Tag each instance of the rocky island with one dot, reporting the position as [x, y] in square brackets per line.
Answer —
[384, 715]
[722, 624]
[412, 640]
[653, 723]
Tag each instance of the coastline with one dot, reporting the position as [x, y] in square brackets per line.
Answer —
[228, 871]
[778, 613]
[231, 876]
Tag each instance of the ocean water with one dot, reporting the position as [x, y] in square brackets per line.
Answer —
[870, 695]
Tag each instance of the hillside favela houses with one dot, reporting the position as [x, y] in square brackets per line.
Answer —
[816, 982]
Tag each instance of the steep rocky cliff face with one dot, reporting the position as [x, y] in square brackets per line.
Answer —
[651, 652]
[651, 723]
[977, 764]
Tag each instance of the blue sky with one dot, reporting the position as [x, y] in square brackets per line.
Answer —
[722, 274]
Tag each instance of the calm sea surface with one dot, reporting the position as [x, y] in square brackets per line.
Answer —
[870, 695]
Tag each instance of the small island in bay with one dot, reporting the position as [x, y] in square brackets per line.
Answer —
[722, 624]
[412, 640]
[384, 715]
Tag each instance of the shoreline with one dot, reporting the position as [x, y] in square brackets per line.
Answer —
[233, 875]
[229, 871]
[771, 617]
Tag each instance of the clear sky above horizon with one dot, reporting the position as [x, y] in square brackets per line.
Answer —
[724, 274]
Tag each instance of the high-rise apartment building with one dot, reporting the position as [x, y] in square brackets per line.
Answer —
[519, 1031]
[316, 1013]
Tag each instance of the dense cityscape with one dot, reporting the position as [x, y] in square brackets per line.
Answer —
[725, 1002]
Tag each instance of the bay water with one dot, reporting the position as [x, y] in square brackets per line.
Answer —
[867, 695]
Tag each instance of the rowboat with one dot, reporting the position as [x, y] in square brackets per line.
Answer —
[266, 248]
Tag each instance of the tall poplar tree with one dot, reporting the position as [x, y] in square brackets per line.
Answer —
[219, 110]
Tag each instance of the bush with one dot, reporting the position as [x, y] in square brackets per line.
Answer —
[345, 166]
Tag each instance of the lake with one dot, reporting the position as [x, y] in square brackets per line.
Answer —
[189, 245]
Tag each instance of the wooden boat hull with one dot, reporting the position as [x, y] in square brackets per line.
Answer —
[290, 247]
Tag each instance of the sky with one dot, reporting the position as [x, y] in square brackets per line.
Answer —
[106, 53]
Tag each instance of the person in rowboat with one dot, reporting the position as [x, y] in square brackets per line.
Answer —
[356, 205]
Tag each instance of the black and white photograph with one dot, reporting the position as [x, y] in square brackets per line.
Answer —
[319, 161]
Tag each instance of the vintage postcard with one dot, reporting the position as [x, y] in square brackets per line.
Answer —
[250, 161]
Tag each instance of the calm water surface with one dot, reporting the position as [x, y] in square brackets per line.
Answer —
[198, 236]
==
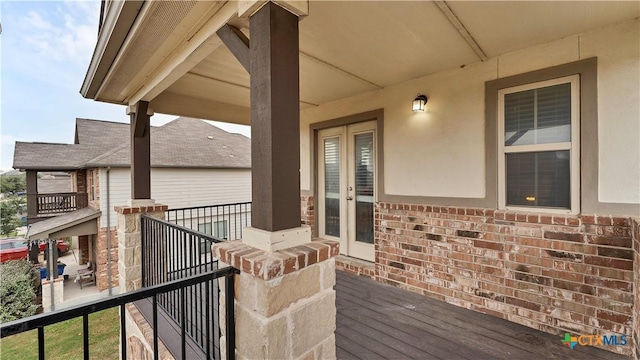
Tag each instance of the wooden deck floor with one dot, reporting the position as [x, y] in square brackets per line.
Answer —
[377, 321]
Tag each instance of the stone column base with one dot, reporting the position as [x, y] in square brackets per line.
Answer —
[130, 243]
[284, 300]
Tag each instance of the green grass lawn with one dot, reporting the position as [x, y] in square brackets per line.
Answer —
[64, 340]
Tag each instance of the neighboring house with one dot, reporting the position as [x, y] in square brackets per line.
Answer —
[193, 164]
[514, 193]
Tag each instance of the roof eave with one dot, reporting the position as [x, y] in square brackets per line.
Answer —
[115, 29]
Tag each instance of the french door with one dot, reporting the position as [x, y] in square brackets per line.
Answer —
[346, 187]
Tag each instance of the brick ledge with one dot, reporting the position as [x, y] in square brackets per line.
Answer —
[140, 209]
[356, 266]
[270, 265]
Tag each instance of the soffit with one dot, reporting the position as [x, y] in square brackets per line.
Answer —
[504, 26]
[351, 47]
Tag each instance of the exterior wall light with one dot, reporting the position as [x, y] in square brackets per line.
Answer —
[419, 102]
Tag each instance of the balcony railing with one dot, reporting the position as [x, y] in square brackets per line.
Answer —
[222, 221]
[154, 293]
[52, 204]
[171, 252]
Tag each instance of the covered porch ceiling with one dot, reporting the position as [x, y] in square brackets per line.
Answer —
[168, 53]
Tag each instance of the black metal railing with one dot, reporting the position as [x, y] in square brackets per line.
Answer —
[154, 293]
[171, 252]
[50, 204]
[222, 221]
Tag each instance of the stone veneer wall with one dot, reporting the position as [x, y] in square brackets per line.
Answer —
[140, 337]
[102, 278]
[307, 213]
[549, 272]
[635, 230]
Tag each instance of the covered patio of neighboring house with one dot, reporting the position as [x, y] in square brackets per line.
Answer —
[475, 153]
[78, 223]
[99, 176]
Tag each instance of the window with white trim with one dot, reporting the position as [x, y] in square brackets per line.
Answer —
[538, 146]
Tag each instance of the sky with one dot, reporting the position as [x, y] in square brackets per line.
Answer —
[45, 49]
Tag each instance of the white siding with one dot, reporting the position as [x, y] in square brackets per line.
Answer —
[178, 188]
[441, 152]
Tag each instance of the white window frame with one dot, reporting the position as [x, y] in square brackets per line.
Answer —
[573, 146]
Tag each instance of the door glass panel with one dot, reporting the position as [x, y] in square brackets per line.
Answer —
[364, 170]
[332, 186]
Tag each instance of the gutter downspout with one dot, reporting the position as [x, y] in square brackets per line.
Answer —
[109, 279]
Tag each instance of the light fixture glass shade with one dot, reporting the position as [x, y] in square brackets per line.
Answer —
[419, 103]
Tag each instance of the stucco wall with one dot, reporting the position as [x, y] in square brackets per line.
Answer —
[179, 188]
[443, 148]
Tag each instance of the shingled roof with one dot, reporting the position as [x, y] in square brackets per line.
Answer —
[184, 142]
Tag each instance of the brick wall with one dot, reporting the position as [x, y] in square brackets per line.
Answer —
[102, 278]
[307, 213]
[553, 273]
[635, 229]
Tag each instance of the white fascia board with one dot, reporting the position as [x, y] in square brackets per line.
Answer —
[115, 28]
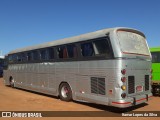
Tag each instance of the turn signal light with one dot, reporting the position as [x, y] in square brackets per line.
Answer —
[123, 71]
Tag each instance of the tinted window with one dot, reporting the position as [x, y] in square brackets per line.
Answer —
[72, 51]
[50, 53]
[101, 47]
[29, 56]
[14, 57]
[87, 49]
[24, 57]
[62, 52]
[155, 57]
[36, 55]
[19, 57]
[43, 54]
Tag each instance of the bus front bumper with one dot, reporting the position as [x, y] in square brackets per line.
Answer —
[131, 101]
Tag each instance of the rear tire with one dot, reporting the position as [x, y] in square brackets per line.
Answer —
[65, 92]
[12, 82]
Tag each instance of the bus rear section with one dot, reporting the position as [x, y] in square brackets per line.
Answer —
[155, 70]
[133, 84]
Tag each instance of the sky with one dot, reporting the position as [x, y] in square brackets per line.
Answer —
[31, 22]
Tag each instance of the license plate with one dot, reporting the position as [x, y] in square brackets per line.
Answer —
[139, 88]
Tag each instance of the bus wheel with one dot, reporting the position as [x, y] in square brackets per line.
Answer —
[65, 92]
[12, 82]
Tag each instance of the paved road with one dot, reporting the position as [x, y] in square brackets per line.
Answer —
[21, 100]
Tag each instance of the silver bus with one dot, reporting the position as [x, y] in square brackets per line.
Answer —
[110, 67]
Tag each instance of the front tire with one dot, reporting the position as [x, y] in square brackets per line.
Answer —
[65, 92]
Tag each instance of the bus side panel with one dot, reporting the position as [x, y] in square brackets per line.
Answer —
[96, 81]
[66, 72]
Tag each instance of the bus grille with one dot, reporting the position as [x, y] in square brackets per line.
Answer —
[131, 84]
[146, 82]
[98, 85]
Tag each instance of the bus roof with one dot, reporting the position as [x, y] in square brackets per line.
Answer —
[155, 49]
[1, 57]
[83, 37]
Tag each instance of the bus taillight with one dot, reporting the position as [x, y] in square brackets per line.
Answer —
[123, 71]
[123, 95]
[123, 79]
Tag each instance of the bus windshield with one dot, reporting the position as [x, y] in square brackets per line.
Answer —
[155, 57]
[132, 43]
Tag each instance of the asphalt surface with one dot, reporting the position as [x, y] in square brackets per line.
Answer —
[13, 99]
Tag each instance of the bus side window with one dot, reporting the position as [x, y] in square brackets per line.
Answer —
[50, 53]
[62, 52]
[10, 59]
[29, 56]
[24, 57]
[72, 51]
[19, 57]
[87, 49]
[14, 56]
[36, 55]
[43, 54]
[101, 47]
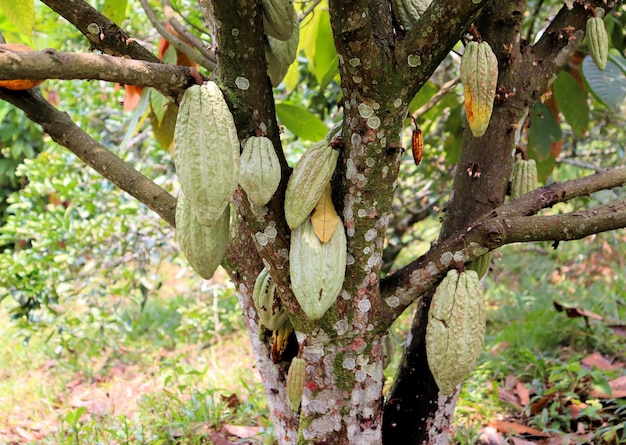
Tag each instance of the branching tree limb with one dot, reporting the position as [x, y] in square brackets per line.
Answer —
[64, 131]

What is required: Please filter the material above down to the lines containing the word "covered" and copy each of those lines in full.

Result of the exercise:
Tag each instance of the covered porch ceiling with one dot, reporting the position as [x, y] in square brackets per line.
Tag each instance of the covered patio of neighboring house with one dot, reporting the position as [x, y] in square brackets per line.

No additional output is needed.